> Excerpt provided:
This option suppresses these error messages.
-i Causes information to be displayed about each image. This
information is displayed in window at the bottom of the
screen when FullView finishes reading the image file. The
information window is removed from the screen when any key
is depressed. If the -i option was also specified, the window
will be removed when the specified period of time has elapsed.
The image information window can also be displayed by pressing
the "I" key while image is on the screen.
-m nn Causes all images to be displayed using the specified display
mode. The parameter (nn) is hex number giving the ID of the
display mode to be used. A list of usable graphic display
modes can be obtained by using the -a option.
-p rgb Specifies the number of red, green and blue levels for a
uniform palette to be used with Floyd Steinberg dithering
when displaying an image which contains more colors than
are available in the current display mode. The parameter
(rgb) consists of three decimal digits giving the number of
red, green and blue levels respectively. The product of
these three values must be less than or equal to the number
of colors available in the current display mode (normally
256 or 16). Color quantization and dithering are discussed
in greater detail in a later section.
-s This option disables scrolling and restricts the image data
written to display memory to the visible area of the screen.
-t n Causes FullView to advance to the next image after an image
has been displayed for the specified period of time. The
parameter (n) is a decimal integer giving the number of
seconds to display each image. By default, FullView does not
advance to the next image until the Enter key or space bar
is pressed.

> Extracted information:
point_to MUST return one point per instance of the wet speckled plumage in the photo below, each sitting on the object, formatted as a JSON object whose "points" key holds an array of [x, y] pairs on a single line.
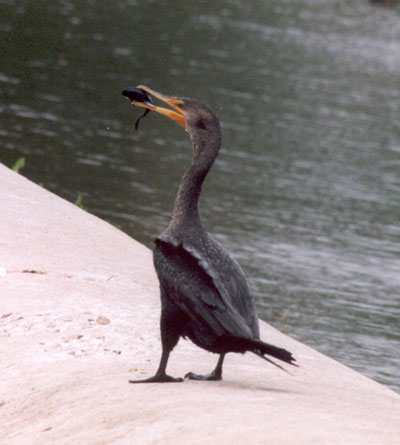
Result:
{"points": [[204, 292]]}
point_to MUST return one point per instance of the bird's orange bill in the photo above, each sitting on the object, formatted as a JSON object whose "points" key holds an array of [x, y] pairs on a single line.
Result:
{"points": [[178, 115]]}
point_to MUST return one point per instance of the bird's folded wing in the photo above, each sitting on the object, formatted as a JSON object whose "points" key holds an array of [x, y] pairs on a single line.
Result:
{"points": [[191, 282]]}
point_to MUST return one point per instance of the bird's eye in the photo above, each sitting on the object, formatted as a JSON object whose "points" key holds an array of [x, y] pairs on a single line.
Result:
{"points": [[200, 124]]}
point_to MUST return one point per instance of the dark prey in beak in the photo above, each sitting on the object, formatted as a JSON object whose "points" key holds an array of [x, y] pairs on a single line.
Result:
{"points": [[137, 95]]}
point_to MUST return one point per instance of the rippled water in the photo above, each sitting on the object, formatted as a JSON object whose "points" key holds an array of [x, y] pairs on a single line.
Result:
{"points": [[305, 192]]}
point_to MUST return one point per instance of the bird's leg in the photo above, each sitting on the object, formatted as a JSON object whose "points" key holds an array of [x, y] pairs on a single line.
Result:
{"points": [[160, 376], [215, 375]]}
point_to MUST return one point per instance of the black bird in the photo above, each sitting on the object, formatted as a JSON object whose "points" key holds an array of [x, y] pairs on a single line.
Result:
{"points": [[204, 293]]}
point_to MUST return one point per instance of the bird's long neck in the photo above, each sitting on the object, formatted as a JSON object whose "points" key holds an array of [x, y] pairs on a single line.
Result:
{"points": [[186, 206]]}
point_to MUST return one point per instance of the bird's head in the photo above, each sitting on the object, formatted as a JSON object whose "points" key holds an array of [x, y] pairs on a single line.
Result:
{"points": [[195, 117]]}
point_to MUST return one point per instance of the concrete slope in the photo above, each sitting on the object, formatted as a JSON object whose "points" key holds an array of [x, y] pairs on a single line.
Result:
{"points": [[79, 311]]}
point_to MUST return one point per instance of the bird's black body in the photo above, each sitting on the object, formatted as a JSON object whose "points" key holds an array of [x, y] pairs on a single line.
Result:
{"points": [[204, 293]]}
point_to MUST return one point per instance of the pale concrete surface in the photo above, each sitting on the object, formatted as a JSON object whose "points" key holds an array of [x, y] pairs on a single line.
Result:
{"points": [[79, 310]]}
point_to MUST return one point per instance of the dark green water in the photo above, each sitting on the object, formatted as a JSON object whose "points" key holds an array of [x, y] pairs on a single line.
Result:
{"points": [[306, 191]]}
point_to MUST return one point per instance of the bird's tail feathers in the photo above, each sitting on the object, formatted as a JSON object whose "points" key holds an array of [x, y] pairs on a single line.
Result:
{"points": [[261, 349]]}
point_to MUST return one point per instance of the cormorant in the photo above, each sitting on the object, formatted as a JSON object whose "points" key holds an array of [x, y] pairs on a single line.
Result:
{"points": [[204, 293]]}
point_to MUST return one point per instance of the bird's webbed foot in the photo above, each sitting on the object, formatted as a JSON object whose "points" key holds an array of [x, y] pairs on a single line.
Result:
{"points": [[159, 378], [213, 376]]}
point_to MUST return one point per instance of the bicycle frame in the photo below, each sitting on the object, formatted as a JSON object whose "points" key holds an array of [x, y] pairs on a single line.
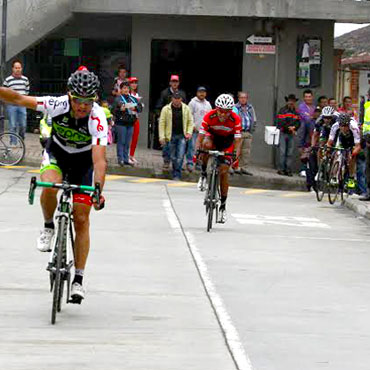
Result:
{"points": [[61, 260]]}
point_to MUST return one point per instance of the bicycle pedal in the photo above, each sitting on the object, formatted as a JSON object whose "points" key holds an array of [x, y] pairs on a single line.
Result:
{"points": [[75, 299]]}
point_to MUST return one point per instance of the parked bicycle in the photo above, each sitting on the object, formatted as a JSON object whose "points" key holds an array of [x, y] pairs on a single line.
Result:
{"points": [[12, 148], [322, 177], [61, 263], [212, 200]]}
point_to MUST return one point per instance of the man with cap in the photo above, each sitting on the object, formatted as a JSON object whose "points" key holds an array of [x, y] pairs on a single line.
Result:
{"points": [[288, 122], [248, 120], [165, 98], [175, 128], [199, 107]]}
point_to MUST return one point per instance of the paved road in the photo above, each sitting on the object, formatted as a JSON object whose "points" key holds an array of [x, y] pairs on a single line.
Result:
{"points": [[283, 285]]}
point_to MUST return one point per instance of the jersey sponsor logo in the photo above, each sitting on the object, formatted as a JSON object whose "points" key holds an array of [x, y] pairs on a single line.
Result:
{"points": [[70, 134], [99, 127], [221, 128], [55, 103]]}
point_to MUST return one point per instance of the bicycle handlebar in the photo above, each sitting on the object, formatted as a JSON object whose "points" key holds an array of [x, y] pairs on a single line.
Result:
{"points": [[216, 153], [64, 186]]}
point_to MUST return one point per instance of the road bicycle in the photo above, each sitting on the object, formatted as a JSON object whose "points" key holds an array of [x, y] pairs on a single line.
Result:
{"points": [[12, 148], [212, 200], [339, 175], [322, 177], [61, 262]]}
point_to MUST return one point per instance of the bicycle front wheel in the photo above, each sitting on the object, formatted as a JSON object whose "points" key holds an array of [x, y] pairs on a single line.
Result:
{"points": [[333, 188], [58, 281], [12, 149], [321, 181], [212, 188]]}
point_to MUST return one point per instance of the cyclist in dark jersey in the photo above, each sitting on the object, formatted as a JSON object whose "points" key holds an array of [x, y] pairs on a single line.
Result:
{"points": [[76, 150], [345, 134]]}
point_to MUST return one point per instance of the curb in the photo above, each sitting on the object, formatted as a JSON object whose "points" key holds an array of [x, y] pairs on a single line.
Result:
{"points": [[256, 181], [358, 207]]}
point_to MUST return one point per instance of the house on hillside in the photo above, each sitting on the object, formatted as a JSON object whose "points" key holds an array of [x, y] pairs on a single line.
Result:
{"points": [[353, 73]]}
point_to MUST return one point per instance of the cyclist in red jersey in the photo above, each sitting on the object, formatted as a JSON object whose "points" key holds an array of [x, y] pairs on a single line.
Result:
{"points": [[220, 130]]}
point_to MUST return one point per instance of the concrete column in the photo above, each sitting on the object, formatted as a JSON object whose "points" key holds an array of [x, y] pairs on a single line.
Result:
{"points": [[140, 64]]}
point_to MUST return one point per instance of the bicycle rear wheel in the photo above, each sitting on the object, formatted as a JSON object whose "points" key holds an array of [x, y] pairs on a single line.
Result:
{"points": [[12, 149], [333, 188], [58, 281], [321, 183]]}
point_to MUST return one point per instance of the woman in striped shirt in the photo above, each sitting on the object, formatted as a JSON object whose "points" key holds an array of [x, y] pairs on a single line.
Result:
{"points": [[17, 115]]}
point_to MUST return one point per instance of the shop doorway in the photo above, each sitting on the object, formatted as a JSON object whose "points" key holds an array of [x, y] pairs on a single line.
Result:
{"points": [[216, 65]]}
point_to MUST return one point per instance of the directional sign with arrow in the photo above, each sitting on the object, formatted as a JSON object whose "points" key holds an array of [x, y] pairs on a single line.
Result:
{"points": [[259, 39]]}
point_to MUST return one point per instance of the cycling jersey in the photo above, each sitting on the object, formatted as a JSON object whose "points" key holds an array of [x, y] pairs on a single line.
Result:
{"points": [[345, 140], [324, 128], [213, 126], [70, 134], [69, 148]]}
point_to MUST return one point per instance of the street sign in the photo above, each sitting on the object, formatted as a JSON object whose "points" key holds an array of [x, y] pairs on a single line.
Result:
{"points": [[260, 49], [259, 39]]}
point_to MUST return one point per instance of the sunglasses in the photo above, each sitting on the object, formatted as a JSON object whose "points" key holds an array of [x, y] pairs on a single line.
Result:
{"points": [[79, 100]]}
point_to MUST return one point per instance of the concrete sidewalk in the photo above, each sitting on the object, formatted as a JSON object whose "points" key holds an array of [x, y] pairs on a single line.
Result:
{"points": [[150, 165], [358, 206]]}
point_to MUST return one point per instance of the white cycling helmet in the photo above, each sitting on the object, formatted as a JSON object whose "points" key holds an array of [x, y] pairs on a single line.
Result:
{"points": [[225, 101], [327, 111]]}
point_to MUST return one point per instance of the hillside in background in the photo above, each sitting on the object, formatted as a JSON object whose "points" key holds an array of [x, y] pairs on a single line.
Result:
{"points": [[354, 43]]}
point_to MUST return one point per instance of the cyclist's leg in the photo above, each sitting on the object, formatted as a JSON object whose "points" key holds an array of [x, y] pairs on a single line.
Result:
{"points": [[207, 144], [50, 172], [81, 215], [22, 121]]}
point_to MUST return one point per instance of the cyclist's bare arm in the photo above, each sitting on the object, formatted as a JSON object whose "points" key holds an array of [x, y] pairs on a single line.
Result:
{"points": [[199, 142], [100, 164], [356, 150], [315, 139], [12, 97], [238, 146]]}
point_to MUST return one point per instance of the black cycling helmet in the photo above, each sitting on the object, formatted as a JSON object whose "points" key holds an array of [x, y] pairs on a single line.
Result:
{"points": [[83, 83], [344, 120]]}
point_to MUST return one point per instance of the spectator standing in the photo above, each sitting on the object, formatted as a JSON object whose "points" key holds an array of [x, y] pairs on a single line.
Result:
{"points": [[199, 107], [322, 102], [175, 128], [17, 115], [288, 122], [121, 77], [248, 120], [347, 108], [306, 111], [333, 103], [366, 137], [125, 110], [165, 99], [134, 88]]}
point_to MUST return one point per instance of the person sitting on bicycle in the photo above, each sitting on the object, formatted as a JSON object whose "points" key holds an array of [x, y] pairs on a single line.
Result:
{"points": [[323, 126], [75, 150], [345, 134], [220, 130]]}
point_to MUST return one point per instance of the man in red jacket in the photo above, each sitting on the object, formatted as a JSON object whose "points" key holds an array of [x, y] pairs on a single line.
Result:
{"points": [[288, 122]]}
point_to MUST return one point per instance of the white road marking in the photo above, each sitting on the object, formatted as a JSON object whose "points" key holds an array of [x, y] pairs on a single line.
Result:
{"points": [[241, 359], [245, 219]]}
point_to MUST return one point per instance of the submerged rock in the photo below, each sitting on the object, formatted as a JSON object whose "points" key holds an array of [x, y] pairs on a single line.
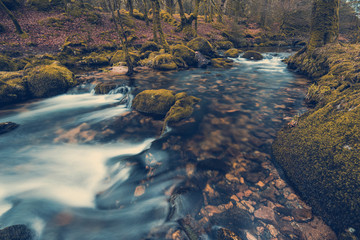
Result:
{"points": [[16, 232], [252, 55], [233, 53], [7, 127], [154, 101]]}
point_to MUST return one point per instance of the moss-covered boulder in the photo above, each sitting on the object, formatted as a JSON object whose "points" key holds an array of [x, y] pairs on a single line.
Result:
{"points": [[149, 46], [320, 151], [252, 55], [202, 45], [184, 52], [164, 62], [182, 108], [156, 102], [119, 56], [6, 64], [232, 52], [49, 80], [221, 62], [12, 87], [224, 45]]}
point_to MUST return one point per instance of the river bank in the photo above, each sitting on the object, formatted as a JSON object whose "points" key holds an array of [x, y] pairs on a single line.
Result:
{"points": [[319, 152]]}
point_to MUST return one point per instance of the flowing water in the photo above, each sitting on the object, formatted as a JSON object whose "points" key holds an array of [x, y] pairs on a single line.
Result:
{"points": [[84, 166]]}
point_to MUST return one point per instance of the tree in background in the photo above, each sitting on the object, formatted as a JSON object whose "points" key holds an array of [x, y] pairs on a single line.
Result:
{"points": [[12, 17], [324, 23]]}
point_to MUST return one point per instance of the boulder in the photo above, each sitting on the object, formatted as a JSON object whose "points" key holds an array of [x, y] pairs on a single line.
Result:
{"points": [[232, 52], [156, 102], [221, 62], [184, 52], [202, 45], [7, 127], [16, 232], [49, 80], [252, 55]]}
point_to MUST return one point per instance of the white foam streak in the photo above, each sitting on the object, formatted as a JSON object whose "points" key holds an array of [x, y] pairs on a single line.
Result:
{"points": [[69, 174]]}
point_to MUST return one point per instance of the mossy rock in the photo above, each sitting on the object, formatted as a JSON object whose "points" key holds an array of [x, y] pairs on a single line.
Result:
{"points": [[221, 62], [49, 80], [2, 28], [182, 108], [11, 4], [12, 87], [95, 60], [224, 45], [232, 52], [156, 102], [119, 56], [149, 46], [202, 45], [6, 64], [252, 55], [184, 52], [165, 62]]}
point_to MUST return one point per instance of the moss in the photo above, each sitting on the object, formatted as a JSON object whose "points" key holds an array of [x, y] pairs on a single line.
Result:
{"points": [[321, 154], [252, 55], [221, 62], [12, 87], [49, 80], [154, 101], [149, 46], [232, 52], [165, 62], [167, 17], [6, 64], [187, 54], [2, 28], [201, 45], [119, 56], [95, 60], [225, 45]]}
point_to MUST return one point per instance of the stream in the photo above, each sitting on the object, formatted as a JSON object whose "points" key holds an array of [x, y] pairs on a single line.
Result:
{"points": [[84, 166]]}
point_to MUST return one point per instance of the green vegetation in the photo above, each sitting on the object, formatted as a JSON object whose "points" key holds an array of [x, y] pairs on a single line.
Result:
{"points": [[49, 80], [321, 154], [202, 45]]}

> Set of tasks:
**1.** In the FullView options text, what must be pressed for FullView to move to the next image by default?
**2.** Carry on writing the FullView options text from its last line.
The data has nothing to do with the FullView options text.

> Results for each task:
**1.** The Enter key or the space bar.

**2.**
-v This option restricts FullView to using only those display
modes and capabilities available on a standard IBM VGA.
-V This option forces usage of the VESA BIOS interface even if
the display adapter is based on a supported Super VGA chip set.
If the VESA BIOS extensions are not available, this option has
the same effect as the "-v" option. By default, the VESA BIOS
interface will be used only if the display adapter is not based
on a supported Super VGA chip set.
-x nn This option inhibits the use of the specified display mode.
The parameter (nn) is a hex integer giving the ID of a display
mode. The -x may occur multiple times on the command line
or in the config file in order to inhibit the usage of multiple
display modes. This option is intended to handle situations
in which one or more of the display modes provided by the
display adapter do not function correctly on a particular
system. A list of the available graphic display modes may be
obtained by using the -a option.
-z Inhibits use of an overflow buffer for images whose size exceeds
the total size of the memory on the display adapter. By default,
on some display adapters, FullView uses an overflow buffer in
order to allow more of the bottom part of the image to be viewed.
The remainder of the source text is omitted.